▶ _Challenge_: Return each of the rows below word for word, leaving out the pictures.

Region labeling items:

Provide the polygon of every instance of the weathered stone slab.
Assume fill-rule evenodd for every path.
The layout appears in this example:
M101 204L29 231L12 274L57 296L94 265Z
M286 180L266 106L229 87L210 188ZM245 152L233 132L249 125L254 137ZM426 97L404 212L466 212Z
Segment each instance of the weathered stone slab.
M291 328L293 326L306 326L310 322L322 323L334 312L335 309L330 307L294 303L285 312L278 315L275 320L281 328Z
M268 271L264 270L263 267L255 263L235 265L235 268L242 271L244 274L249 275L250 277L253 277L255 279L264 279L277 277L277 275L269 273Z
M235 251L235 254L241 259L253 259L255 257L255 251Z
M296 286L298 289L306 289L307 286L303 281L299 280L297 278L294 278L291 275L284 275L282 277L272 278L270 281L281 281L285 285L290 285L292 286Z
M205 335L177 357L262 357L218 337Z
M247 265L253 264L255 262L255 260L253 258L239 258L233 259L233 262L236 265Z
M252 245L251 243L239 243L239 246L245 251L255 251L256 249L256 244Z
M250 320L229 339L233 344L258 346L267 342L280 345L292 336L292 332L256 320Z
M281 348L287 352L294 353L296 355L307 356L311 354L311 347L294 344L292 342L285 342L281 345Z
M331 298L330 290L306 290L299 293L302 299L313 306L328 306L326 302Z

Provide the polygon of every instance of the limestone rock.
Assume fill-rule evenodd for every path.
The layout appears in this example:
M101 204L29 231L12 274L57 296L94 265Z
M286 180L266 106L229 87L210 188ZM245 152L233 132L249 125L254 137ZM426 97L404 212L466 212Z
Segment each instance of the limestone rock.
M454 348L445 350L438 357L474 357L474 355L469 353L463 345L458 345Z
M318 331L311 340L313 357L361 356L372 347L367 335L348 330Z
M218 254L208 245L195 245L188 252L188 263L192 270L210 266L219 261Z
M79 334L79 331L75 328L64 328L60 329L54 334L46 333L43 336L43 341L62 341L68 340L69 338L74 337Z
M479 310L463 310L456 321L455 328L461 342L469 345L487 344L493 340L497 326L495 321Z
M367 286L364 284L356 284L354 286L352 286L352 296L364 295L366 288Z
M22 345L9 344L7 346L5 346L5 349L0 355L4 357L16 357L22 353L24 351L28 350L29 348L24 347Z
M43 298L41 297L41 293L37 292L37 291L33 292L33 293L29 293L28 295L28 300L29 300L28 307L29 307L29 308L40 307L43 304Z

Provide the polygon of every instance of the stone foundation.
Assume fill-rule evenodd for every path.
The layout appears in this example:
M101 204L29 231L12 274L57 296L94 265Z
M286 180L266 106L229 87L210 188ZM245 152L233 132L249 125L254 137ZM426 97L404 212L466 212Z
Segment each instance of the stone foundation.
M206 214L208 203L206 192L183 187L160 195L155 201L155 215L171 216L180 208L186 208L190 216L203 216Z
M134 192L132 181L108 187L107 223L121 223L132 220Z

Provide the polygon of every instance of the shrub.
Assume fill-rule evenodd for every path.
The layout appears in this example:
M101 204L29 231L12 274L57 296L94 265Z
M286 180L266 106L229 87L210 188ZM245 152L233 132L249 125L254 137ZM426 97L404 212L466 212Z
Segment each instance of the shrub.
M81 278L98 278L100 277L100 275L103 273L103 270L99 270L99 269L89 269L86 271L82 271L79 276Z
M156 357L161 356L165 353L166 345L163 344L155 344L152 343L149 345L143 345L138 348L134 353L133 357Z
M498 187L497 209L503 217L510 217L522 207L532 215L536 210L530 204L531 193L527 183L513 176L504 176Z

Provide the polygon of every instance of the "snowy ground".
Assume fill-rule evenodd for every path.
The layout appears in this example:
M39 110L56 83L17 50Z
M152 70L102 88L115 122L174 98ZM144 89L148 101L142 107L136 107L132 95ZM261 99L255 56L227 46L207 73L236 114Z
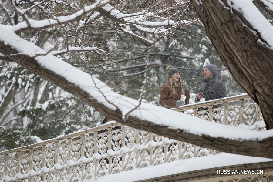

▶ _Written response_:
Provide the polygon of every instance of the weathered stone slab.
Assume fill-rule evenodd for every path.
The layout appears in this example:
M101 204L29 231L12 274L57 296L94 265Z
M286 180L266 106L229 87L210 188ZM245 152L233 132L249 125L254 137ZM426 97L404 212L466 212Z
Segment each instance of the weathered stone slab.
M291 328L293 326L306 326L310 322L322 323L334 312L335 309L330 307L294 303L285 312L278 315L275 320L281 328Z
M268 271L264 270L263 267L255 263L235 265L235 268L242 271L244 274L249 275L250 277L253 277L255 279L264 279L277 277L277 275L269 273Z
M235 251L235 254L241 259L253 259L255 257L255 251Z
M296 286L298 289L306 289L307 286L303 281L299 280L297 278L294 278L291 275L284 275L282 277L272 278L270 281L281 281L285 285L290 285L292 286Z
M205 335L177 357L262 357L218 337Z
M247 265L253 264L255 262L255 260L253 258L239 258L233 259L233 262L236 265Z
M252 245L251 243L239 243L239 246L245 251L255 251L256 249L256 244Z
M250 320L229 339L233 344L258 346L267 342L280 345L292 336L292 332L256 320Z
M281 348L287 352L294 353L296 355L307 356L311 354L311 347L294 344L292 342L285 342L281 345Z
M331 298L330 290L306 290L299 293L302 299L313 306L328 306L326 302Z

Provide the polygon of every instance of the limestone rock.
Assume fill-rule evenodd for every path.
The layout appears in this example:
M101 204L29 231L12 274L57 296L94 265Z
M286 180L266 106L229 87L210 188ZM245 152L233 132L249 125L254 137ZM426 97L404 212L466 212Z
Segment each instance of the limestone rock.
M454 348L445 350L438 357L474 357L474 355L469 353L463 345L458 345Z
M318 331L311 340L313 357L361 356L372 347L367 335L348 330Z
M218 254L208 245L195 245L188 252L188 263L192 270L210 266L219 261Z
M79 334L79 331L75 328L64 328L60 329L54 334L46 333L43 336L43 341L62 341L68 340L69 338L74 337Z
M479 310L463 310L456 321L455 328L461 342L469 345L487 344L493 340L497 326L495 321Z
M367 286L364 284L356 284L354 286L352 286L352 296L364 295L366 288Z
M22 345L9 344L7 346L5 346L5 349L0 355L4 357L16 357L22 353L24 351L28 350L29 348L24 347Z
M43 298L41 297L41 293L37 292L37 291L33 292L33 293L29 293L28 295L28 300L29 300L28 307L29 307L29 308L40 307L43 304Z

Provide the polygon of every instance of the stone foundation.
Assume fill-rule evenodd for every path.
The layout appears in this example:
M101 204L29 231L12 274L57 296L94 265Z
M286 180L266 106L229 87L210 188ZM245 152L233 132L249 125L254 137ZM426 97L404 212L466 212Z
Segment each instance of the stone foundation.
M206 214L208 203L206 192L183 187L160 195L155 201L155 215L171 216L180 208L186 208L190 216L203 216Z
M134 192L132 181L108 187L107 223L121 223L132 220Z

Provide the polygon of every instance of the shrub.
Assume fill-rule evenodd for every path.
The layout appears in this example:
M101 204L29 231L12 274L57 296L94 265Z
M286 180L266 106L229 87L210 188ZM245 152L233 132L249 125L254 137ZM426 97L404 212L466 212Z
Segment each instance of the shrub.
M81 278L98 278L100 277L100 275L103 273L103 270L99 270L99 269L89 269L86 271L82 271L79 276Z
M156 357L161 356L165 353L166 345L163 344L155 344L152 343L149 345L143 345L138 348L134 353L133 357Z
M498 187L497 209L503 217L510 217L522 207L532 215L536 210L530 204L531 193L527 183L513 176L504 176Z

Provide the polygon of every instance of the "snowy ground".
Assume fill-rule evenodd for every path.
The layout appears in this example:
M39 110L56 83L17 50Z
M152 70L102 88L115 122L174 98ZM144 89L148 101L142 107L136 107L132 95ZM261 99L255 56L227 46L207 73L236 114Z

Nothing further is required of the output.